--- Exercise input ---

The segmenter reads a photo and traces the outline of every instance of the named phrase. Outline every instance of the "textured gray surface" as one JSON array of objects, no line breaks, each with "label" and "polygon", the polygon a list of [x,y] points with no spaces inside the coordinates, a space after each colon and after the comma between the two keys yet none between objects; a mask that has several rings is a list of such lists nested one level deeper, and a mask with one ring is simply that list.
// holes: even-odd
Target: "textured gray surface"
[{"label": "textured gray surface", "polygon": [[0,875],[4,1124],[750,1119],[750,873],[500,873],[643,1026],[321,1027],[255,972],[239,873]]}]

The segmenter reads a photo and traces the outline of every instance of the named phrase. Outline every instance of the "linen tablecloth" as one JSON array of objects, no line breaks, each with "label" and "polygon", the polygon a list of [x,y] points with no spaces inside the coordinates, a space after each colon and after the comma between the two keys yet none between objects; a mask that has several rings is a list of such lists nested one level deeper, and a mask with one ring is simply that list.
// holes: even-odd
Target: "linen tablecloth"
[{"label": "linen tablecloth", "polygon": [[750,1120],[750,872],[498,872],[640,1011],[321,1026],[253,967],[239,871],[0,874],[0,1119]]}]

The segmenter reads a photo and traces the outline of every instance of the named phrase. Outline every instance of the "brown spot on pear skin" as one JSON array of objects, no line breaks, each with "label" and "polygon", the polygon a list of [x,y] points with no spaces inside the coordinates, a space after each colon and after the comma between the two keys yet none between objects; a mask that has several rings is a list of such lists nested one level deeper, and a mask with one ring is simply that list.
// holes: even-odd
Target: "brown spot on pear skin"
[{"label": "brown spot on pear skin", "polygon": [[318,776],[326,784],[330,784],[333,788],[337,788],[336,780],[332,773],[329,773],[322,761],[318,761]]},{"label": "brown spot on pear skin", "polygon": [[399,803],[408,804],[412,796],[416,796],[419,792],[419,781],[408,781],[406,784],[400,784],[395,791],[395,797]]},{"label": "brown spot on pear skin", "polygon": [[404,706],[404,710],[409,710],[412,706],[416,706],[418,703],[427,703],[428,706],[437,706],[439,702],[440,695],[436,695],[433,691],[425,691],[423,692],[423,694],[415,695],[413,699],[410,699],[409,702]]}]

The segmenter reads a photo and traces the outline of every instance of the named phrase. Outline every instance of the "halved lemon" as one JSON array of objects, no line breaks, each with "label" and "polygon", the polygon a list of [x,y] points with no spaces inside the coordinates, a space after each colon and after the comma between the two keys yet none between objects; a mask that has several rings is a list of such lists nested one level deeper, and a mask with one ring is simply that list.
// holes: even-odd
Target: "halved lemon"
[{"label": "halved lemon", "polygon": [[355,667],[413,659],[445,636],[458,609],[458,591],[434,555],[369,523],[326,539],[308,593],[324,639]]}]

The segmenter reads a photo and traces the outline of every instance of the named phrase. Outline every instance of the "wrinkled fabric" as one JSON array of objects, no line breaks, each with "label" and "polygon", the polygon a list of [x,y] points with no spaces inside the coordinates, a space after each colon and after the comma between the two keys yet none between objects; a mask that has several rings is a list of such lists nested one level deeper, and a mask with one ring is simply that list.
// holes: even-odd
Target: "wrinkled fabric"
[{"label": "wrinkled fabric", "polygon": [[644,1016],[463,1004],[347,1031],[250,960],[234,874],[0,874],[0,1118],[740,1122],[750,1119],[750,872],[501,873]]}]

---

Exercise ::
Please write out the records above once more, exactly and completely.

Task response ::
The segmenter reads a photo and traces the outline of every instance of the named phrase. Outline every instance of the "textured gray surface" as one JSON array of objects, no line breaks, each with "label" and "polygon", the polygon a list of [x,y] points with no spaces inside the coordinates, a space after each colon and after the comma between the two keys yet none between objects; a mask that has several rings is a list of such lists nested one level deeper, and a mask with one ring is simply that list.
// holes: even-odd
Target: "textured gray surface"
[{"label": "textured gray surface", "polygon": [[0,875],[4,1124],[750,1119],[750,873],[500,873],[643,1026],[321,1027],[255,972],[239,873]]}]

The segmenter reads a photo and traces the outline of every instance of the named phrase. Outline every instance of the "linen tablecloth" as one JSON array of objects, no line breaks, each with "label" and "polygon", the polygon a list of [x,y] points with no spaces inside the coordinates, a space after each colon and after the comma between the two keys yet none between objects; a mask that has several rings is a list of such lists nested one level deeper, and a mask with one ring is simply that list.
// holes: even-odd
Target: "linen tablecloth"
[{"label": "linen tablecloth", "polygon": [[750,1120],[750,872],[498,872],[640,1011],[321,1026],[253,967],[239,871],[0,874],[0,1119]]}]

The segmenter reads a photo and traces the outline of every instance of the named phrase. Outline every instance of the "brown spot on pear skin" as one JSON array of objects, no line breaks, each with "label" and "polygon", the polygon a list of [x,y] points with no spaces inside the coordinates, a space after each colon and after the comma between the two keys yet none between objects; a mask that has several rings is a list of such lists nested one level deeper, and a mask with one ring is simply that list.
// holes: even-odd
Target: "brown spot on pear skin"
[{"label": "brown spot on pear skin", "polygon": [[318,776],[326,784],[330,784],[333,788],[337,788],[336,780],[332,773],[329,773],[322,761],[318,761]]},{"label": "brown spot on pear skin", "polygon": [[399,803],[408,804],[412,796],[416,796],[419,792],[419,781],[408,781],[406,784],[400,784],[395,791],[395,797]]},{"label": "brown spot on pear skin", "polygon": [[404,706],[404,710],[409,710],[412,706],[416,706],[418,703],[427,703],[428,706],[437,706],[439,702],[440,695],[436,695],[433,691],[425,691],[423,692],[423,694],[415,695],[413,699],[410,699],[409,702]]}]

The segmenter reads a photo and traces the outline of every instance of the named phrase. Outline every instance of the "halved lemon" as one JSON array of objects, no line breaks, each with "label" and "polygon", the polygon a list of [x,y] points with no spaces inside the coordinates, a space after each colon and after the comma between the two keys yet none between objects; a mask that has several rings is a list of such lists nested one level deeper, and a mask with one ring is simply that list.
// holes: even-odd
Target: "halved lemon"
[{"label": "halved lemon", "polygon": [[355,667],[413,659],[445,636],[458,609],[458,591],[434,555],[369,523],[326,539],[308,593],[324,639]]}]

The segmenter reads a photo and traces the outline of every instance of the named phrase. Outline every instance of the "wrinkled fabric" as one JSON array of objects, no line breaks, each with "label" and "polygon", the polygon a list of [x,y] points with no spaces inside the coordinates, a space after each colon and after the comma between the two keys yet none between objects; a mask that has several rings is a list of such lists nested one level deeper, and a mask with one ring is simply that list.
// holes: even-odd
Target: "wrinkled fabric"
[{"label": "wrinkled fabric", "polygon": [[644,1016],[463,1004],[347,1031],[250,960],[234,874],[0,874],[0,1118],[740,1122],[750,1119],[750,872],[501,873]]}]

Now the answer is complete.